En échange, Michel Platini s’engage à donner sa voix au Qatar pour l’organisation de la coupe du monde en 2022 ! En fonction de critères sportifs, évidemment !*
Bien sûr, Michel Platini dément avec des arguments étranges : « Invité à un déjeuner en tête-à-tête avec le président de la République, je me suis retrouvé avec des Qatariens, j’ai bien senti qu’il y avait un message subliminal ». Et de rajouter : « Bon, c’est vrai que ce n’était pas très subliminal, il avait les gros yeux… »
D’autres informations, plus précises, relatent que lors de ce déjeuner Nicolas Sarkozy a bien demandé à Michel Platini de ne pas voter pour les Etats-Unis comme il l’avait envisagé, mais pour le Qatar.
Il est de notoriété publique que Michel Platini vise le poste de Sepp Blatter mais qu’il a dû y renoncer après les informations divulguées par le Daily Telegraph et France Football… dont on ne connaît pas l’origine des sources. Du siège de la Fifa ? Les manœuvres pour contrôler le gros pactole que représente la Fédération internationale sont donc en cours : des pétitions circulent visant Sepp Blatter (pas concerné pour l’instant par les enquêtes américaines, faut-il le rappeler) mais épargnant étrangement Michel Platini qui joue les vierges effarouchées dans des conférences de presse surréalistes car le président de l’UEFA vient tout juste de tout découvrir. Une ficelle qui paraît un peu grosse…
De juteux contrat dans un pays esclavagiste
Si on n’a pas de preuve de corruption en la matière, il s’agit bel et bien de trafic d’influence et on sait que l’ancien président de la République n’a pas de scrupules en la matière. De toute évidence, le président de l’UEFA non plus, lui si prompt à critiquer l’actuel président de la Fifa, Sepp Blatter… dont il vise la place. Un poste qui rapporte…
Pour services rendus, des entreprises du BTP français ont gagné des marchés dans la construction des stades (climatisés, svpl !) et des infrastructures. Vinci entre autres.

★ ★ ★

• [Problèmes à résoudre]
- 1) D'après le document source, pour quel pays Michel Platini envisageait-il de voter avant que Nicolas Sarkozy lui demande de ne pas le faire ?
- 2) Relevez toutes les personnes désignées par leur nom dans le document source.
- 3) Citez le document source depuis « D’autres informations, plus » jusqu'à « pour le Qatar. ».
Les données ne servent à rien pour ce travail.

• [Données enregistrées]
★ ★ ★

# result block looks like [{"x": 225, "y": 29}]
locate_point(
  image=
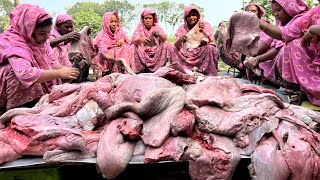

★ ★ ★

• [Corrigé]
- 1) Pour les Etats-Unis.

- 2) Michel Platini, Nicolas Sarkozy, Sepp Blatter

- 3)
D’autres informations, plus précises, relatent que lors de ce déjeuner Nicolas Sarkozy a bien demandé à Michel Platini de ne pas voter pour les Etats-Unis comme il l’avait envisagé, mais pour le Qatar.